> [WRITTEN REQUEST]:
Copy the following items word for word.
'''
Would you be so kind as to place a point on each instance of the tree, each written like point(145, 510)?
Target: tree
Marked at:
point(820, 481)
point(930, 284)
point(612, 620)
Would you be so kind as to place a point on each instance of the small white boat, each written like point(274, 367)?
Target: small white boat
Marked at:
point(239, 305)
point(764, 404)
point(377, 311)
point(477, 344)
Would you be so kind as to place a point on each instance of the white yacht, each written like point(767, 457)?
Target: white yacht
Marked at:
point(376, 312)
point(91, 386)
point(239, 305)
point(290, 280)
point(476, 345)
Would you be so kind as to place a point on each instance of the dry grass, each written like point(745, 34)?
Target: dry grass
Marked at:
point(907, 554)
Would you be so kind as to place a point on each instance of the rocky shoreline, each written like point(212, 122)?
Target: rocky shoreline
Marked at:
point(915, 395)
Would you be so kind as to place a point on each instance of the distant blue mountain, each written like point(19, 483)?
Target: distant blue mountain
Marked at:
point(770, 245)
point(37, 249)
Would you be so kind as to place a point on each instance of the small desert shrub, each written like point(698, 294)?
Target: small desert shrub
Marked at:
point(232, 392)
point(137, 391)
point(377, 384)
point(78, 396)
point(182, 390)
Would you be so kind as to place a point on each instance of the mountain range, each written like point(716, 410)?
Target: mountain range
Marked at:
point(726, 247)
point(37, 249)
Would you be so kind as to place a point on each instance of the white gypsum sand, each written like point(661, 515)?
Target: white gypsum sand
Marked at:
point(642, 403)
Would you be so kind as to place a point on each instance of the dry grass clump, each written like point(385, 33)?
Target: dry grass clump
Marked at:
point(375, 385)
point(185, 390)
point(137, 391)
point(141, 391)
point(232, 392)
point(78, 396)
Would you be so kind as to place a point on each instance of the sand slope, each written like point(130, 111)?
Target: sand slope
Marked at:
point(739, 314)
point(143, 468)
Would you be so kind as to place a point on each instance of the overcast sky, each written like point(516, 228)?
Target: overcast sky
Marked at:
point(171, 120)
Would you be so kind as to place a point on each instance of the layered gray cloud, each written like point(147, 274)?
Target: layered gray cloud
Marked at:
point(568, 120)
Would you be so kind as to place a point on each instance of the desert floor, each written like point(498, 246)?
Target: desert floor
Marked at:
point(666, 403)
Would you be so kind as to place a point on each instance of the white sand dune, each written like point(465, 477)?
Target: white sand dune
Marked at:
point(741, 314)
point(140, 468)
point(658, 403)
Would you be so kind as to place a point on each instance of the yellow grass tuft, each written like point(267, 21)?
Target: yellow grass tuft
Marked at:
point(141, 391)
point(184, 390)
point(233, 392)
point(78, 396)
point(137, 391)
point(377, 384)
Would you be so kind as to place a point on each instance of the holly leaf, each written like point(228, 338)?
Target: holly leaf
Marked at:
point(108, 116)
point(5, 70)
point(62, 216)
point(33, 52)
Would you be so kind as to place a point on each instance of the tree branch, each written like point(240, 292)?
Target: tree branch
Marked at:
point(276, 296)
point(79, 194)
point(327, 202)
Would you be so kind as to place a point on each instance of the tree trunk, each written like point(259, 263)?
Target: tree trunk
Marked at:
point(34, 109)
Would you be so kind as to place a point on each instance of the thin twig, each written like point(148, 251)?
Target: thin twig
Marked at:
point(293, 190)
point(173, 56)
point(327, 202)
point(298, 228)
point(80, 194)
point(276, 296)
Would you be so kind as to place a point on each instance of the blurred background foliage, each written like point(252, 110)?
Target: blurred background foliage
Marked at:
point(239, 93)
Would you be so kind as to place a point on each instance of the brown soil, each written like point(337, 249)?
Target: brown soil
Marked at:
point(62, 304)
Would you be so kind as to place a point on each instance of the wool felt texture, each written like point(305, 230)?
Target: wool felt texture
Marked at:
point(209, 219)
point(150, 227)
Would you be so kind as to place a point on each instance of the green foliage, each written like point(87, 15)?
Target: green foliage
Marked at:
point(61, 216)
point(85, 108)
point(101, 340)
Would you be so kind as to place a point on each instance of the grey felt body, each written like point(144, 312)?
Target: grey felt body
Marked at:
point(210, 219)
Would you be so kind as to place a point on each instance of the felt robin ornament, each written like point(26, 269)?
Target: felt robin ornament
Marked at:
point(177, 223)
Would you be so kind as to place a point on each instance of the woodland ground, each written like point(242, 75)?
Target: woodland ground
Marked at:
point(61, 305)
'''
> [TASK ANSWER]:
Would you be so kind as to place a point on each instance of the tree, each written like point(145, 510)?
Target: tree
Marked at:
point(820, 481)
point(930, 284)
point(612, 620)
Would you be so kind as to place a point on each instance of the small white boat, each written like point(274, 367)?
Target: small white boat
Marked at:
point(239, 305)
point(764, 404)
point(377, 311)
point(477, 344)
Would you be so kind as to place a point on each instance of the white yacht, each written like point(767, 457)?
Target: white yacht
Marked at:
point(376, 312)
point(91, 386)
point(239, 305)
point(290, 280)
point(476, 345)
Would you be so kind as to place a point on each instance of the dry grass, each written like point(745, 34)?
Target: dry grass
Marked at:
point(907, 554)
Would you be so kind as to place a point on each instance of the rocky shoreline, each written like point(212, 122)?
Target: rocky shoreline
Marked at:
point(915, 395)
Would you be so kind as to place a point on each instance of the distant blue mountain, each written like point(19, 483)?
Target: distant blue mountain
Marked at:
point(770, 245)
point(37, 249)
Would you be so kind as to place a point on each instance of the small desert shrub, each written like point(698, 294)?
Target: small desert shrub
Marked at:
point(232, 392)
point(137, 391)
point(377, 384)
point(78, 396)
point(182, 390)
Would you be so kind as to place a point on each instance of the mountain range, each written like point(716, 410)?
Target: mountain range
Marked at:
point(726, 247)
point(37, 249)
Would you be so kind as to place a point on each instance of the white gypsum sand, each written like point(661, 515)?
Target: white gypsum sand
Marked at:
point(642, 403)
Would you be so kind as to place a point on each instance of the dry grass clump, each written like point(385, 33)?
Target: dry grass clump
Marked at:
point(375, 385)
point(185, 390)
point(137, 391)
point(141, 391)
point(232, 392)
point(78, 396)
Would you be so kind as to place a point on each instance of the sand slope, each written like point(130, 111)?
Target: sand slope
Marked at:
point(739, 314)
point(143, 468)
Would you be so kind as to place a point on each instance of the overcast sky, each written like point(516, 228)?
Target: overcast sky
Marked at:
point(171, 120)
Would you be so kind as to place a point on each instance of the layered gray cloud, each written like point(147, 274)?
Target: layered gray cloud
Marked at:
point(568, 120)
Would you be so kind as to place a point on each instance of the desert floor, each written like point(498, 246)?
Target: desert floor
Marked at:
point(666, 403)
Would you be so kind as to place a point on each instance of the white sand dune, each written like point(465, 477)?
Target: white sand dune
Marked at:
point(741, 314)
point(140, 468)
point(658, 403)
Would you be so kind as to place a point on each instance of the yellow grass tuft, each written like point(267, 21)?
Target: yellow grass tuft
Marked at:
point(141, 391)
point(184, 390)
point(233, 392)
point(78, 396)
point(137, 391)
point(377, 384)
Would you be so kind as to place a point on each instance of the holly leaf, each written like point(228, 338)?
Target: holly leaf
Marked at:
point(108, 116)
point(5, 70)
point(62, 216)
point(33, 52)
Would you be so kind as to place a point on each instance of the tree branch, each written like point(240, 292)?
Target: tree branch
Marked at:
point(276, 296)
point(79, 194)
point(327, 202)
Would you be so kind as to place a point on each instance of the tree trunk, each written like point(259, 263)?
Target: tree trunk
Marked at:
point(34, 109)
Would you be so kind as to place a point on each instance of the thin twig, each written like point(148, 251)?
Target: thin twig
Marked at:
point(293, 190)
point(173, 56)
point(327, 202)
point(298, 228)
point(80, 194)
point(276, 296)
Would you be so kind as to place a point on each instance of the blurred background foliage, each written like point(252, 110)?
Target: blurred background foliage
Marked at:
point(239, 93)
Would you be so kind as to place a point on each instance of the brown soil, each written like point(337, 249)?
Target: brown soil
Marked at:
point(62, 304)
Would you be so kind as to place a point on each instance of the wool felt texture, each written like point(305, 230)?
Target: wool felt texture
Marked at:
point(209, 219)
point(150, 227)
Would you be so kind as to place a point on each instance of the green foliage, each written like point(87, 15)?
Target: green foliage
Marked at:
point(61, 216)
point(85, 108)
point(101, 340)
Would you be so kind as to place a point on each instance of the grey felt body, each written like point(144, 312)?
Target: grey felt body
Marked at:
point(210, 219)
Would you be so kind as to place a point on each instance of the felt robin ornament, each written like point(26, 269)?
Target: felt robin ornament
Marked at:
point(177, 223)
Would you be so kind as to place a point on each instance of the woodland ground, each written like point(242, 75)?
Target: woodland ground
Marked at:
point(61, 305)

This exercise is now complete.